____ RECORD SET
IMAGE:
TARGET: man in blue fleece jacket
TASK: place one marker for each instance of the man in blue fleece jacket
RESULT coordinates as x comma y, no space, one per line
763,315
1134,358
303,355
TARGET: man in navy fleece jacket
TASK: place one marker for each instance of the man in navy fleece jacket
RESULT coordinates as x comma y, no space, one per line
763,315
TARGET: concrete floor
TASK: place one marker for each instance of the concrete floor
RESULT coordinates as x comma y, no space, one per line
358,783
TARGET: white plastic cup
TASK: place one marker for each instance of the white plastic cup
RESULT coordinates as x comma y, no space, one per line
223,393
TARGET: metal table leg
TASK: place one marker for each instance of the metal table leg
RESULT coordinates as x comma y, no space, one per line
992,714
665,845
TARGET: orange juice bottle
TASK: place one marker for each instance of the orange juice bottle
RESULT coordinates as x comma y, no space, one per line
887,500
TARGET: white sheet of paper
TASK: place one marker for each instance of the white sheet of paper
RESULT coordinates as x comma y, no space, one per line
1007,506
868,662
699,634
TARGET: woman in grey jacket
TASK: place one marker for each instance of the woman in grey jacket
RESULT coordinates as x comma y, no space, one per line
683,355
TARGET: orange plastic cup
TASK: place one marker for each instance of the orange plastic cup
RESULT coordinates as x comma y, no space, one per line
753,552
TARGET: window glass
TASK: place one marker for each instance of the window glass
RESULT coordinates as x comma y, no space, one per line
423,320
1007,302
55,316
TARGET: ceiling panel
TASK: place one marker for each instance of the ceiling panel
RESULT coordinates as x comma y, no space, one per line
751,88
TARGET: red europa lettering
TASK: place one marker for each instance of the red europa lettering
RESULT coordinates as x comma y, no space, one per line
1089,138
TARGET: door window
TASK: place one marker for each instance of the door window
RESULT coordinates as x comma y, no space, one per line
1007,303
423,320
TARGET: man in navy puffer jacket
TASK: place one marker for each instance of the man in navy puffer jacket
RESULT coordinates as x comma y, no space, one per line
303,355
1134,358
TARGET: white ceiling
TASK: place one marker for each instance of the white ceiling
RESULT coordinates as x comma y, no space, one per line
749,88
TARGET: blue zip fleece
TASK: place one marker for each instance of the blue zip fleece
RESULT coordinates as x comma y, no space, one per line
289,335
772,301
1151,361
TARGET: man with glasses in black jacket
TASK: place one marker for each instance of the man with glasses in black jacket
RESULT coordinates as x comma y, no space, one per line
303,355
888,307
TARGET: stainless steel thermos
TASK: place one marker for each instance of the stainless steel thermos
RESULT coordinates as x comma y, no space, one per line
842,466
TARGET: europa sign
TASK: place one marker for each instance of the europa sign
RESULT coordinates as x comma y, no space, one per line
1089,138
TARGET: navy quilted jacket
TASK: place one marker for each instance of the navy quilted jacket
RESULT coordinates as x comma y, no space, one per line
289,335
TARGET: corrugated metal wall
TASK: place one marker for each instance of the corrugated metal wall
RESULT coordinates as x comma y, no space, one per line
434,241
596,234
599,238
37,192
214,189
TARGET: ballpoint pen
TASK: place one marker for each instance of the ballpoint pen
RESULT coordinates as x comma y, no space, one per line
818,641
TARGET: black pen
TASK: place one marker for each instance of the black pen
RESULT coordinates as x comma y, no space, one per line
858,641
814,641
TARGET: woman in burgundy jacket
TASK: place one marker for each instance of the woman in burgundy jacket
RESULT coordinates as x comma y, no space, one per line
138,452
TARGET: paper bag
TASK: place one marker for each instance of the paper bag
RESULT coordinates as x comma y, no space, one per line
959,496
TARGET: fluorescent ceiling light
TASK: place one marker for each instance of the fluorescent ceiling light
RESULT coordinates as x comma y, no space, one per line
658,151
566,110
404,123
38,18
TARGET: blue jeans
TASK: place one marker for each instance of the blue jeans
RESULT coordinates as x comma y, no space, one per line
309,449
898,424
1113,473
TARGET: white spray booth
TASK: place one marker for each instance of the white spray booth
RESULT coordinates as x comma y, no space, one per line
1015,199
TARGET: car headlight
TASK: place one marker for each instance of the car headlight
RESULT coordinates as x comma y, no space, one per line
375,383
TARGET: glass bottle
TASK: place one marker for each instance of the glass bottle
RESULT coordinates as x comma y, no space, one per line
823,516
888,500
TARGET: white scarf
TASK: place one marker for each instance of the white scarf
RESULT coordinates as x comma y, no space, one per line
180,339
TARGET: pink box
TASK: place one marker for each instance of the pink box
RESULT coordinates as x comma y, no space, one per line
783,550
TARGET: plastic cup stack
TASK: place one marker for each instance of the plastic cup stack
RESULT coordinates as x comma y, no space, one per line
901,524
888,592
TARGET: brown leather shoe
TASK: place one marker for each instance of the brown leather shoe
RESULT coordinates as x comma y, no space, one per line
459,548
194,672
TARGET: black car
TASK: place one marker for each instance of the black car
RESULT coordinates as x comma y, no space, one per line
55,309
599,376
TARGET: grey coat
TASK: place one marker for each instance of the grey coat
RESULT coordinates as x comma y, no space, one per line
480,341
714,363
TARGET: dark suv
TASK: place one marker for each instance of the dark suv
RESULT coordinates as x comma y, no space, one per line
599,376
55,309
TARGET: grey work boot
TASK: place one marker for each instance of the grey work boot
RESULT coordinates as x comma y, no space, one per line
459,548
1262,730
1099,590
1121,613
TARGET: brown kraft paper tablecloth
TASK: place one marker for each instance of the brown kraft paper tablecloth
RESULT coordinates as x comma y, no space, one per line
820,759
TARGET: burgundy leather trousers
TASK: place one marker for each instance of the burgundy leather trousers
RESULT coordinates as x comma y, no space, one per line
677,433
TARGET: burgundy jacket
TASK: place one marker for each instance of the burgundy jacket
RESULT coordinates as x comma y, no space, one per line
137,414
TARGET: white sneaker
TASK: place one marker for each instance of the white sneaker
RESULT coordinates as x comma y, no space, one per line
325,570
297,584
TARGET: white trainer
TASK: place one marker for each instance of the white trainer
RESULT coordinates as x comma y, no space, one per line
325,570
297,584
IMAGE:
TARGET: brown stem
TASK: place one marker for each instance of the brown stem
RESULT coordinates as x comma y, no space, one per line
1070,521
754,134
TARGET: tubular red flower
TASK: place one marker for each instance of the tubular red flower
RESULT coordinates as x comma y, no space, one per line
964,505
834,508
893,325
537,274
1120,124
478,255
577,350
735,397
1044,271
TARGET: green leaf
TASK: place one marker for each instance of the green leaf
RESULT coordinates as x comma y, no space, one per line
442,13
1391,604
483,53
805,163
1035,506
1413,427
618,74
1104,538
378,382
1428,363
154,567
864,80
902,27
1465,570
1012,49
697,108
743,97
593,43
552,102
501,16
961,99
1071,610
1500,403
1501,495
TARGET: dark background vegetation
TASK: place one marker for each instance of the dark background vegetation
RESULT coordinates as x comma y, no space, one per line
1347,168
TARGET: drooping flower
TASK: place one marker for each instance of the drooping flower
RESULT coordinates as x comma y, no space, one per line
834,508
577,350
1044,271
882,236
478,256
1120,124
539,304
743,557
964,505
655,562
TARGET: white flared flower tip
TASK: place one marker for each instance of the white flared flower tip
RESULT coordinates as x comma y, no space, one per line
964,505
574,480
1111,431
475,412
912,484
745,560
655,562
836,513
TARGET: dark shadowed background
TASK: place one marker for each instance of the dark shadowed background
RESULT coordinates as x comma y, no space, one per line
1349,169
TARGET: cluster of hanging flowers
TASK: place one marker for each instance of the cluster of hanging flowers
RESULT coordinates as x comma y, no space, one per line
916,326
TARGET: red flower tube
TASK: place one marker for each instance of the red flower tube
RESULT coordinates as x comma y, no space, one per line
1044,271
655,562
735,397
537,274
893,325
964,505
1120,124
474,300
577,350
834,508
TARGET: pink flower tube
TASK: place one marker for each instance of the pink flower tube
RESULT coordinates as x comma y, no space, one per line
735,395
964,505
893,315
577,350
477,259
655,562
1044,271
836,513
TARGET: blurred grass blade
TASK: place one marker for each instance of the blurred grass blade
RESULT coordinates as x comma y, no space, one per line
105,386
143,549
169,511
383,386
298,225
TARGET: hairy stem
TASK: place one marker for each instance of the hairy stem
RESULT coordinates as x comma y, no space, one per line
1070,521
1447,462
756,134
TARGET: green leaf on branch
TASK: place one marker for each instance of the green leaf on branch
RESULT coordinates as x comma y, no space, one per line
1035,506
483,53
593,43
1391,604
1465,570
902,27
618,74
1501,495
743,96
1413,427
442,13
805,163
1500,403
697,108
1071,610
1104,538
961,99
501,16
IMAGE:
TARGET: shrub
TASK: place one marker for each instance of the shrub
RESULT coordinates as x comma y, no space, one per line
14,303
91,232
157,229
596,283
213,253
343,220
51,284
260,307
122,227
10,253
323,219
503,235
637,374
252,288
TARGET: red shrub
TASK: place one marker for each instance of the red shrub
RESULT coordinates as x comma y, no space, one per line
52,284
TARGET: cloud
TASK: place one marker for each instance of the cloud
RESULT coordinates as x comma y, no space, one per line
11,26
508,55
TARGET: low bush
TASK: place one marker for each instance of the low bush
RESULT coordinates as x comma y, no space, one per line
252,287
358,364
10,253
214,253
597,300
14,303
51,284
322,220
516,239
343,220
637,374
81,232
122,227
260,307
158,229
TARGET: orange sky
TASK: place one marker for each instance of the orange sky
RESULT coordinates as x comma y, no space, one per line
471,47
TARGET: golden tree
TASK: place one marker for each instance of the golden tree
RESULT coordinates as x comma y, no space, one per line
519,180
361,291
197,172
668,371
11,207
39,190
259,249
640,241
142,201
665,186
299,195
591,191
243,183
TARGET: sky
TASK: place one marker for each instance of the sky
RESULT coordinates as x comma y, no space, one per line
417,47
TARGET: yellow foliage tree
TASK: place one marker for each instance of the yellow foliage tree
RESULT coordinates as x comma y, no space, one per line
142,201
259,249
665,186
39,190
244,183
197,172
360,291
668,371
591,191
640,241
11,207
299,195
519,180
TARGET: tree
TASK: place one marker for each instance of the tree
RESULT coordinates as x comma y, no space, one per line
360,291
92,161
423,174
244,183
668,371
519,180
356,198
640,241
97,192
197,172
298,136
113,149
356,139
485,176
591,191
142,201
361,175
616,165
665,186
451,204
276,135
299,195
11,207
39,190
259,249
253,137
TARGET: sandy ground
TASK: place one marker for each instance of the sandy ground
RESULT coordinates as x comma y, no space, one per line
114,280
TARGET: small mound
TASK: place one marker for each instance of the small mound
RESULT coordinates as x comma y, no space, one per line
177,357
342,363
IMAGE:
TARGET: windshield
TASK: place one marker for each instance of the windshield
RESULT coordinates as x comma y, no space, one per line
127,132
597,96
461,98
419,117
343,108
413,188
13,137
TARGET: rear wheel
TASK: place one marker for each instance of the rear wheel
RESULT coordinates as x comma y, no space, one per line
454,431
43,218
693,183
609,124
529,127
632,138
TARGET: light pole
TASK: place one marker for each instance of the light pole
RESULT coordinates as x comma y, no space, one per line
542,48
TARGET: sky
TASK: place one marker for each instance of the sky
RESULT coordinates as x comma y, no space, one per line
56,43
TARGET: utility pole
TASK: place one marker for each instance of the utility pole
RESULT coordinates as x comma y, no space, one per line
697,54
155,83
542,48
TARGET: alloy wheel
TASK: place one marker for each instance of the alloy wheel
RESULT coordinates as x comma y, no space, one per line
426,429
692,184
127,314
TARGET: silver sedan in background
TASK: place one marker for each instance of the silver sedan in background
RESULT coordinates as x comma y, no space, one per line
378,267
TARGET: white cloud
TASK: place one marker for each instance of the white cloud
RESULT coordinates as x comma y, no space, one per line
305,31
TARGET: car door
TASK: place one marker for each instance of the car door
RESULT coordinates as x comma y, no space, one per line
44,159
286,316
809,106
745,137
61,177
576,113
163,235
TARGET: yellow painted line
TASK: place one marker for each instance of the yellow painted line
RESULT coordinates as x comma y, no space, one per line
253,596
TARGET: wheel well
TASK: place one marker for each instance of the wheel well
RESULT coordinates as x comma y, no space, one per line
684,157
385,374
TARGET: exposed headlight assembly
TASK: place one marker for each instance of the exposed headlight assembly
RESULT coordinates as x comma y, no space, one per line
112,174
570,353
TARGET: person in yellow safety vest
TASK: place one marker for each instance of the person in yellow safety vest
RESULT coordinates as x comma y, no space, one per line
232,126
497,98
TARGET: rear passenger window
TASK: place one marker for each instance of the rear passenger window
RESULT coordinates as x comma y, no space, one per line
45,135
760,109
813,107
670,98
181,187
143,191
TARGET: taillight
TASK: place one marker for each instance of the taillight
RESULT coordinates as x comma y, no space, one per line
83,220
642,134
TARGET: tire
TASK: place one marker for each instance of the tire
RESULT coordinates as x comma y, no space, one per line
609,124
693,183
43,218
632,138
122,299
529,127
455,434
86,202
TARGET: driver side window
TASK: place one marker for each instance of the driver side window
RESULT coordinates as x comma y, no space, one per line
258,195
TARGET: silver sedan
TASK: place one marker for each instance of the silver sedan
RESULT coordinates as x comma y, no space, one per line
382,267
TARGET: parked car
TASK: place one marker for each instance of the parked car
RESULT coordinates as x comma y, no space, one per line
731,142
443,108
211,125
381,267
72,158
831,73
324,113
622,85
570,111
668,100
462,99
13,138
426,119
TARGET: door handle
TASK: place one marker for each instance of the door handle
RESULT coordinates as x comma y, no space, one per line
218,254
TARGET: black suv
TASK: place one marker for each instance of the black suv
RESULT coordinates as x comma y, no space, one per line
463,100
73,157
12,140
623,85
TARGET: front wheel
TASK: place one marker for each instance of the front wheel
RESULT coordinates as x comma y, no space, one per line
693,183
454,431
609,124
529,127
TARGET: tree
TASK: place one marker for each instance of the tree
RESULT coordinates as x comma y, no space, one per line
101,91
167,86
________
■ **REQUIRED WORK**:
Give back exactly the lines beginning at the one with "TARGET: parked car" and ending at the final line of the material; both boundary lines belong in it.

■ **FULL RESPONSE**:
TARGET: parked car
TASK: place one marker for each instance of the parked car
RESULT coordinates as x comma y, no space, one per line
731,142
443,108
211,125
381,267
72,158
831,73
324,113
622,85
570,111
668,100
462,99
13,138
426,119
TARGET: door handle
TASK: place one marker for each instance of the door handle
RESULT coordinates as x comma y, no space, one per line
218,254
TARGET: black suv
TASK: place one marker for each instance of the black suv
RESULT coordinates as x comma y, no space, one per line
463,100
73,157
12,140
623,85
TARGET: front wheel
TASK: place one marker for each instance of the front wheel
RESULT coordinates as x comma y, no space, one per line
693,183
454,431
609,124
529,127
TARGET: tree
TASK: place one marker for each instance of the tree
RESULT coordinates as x comma y, no space, one per line
101,91
167,86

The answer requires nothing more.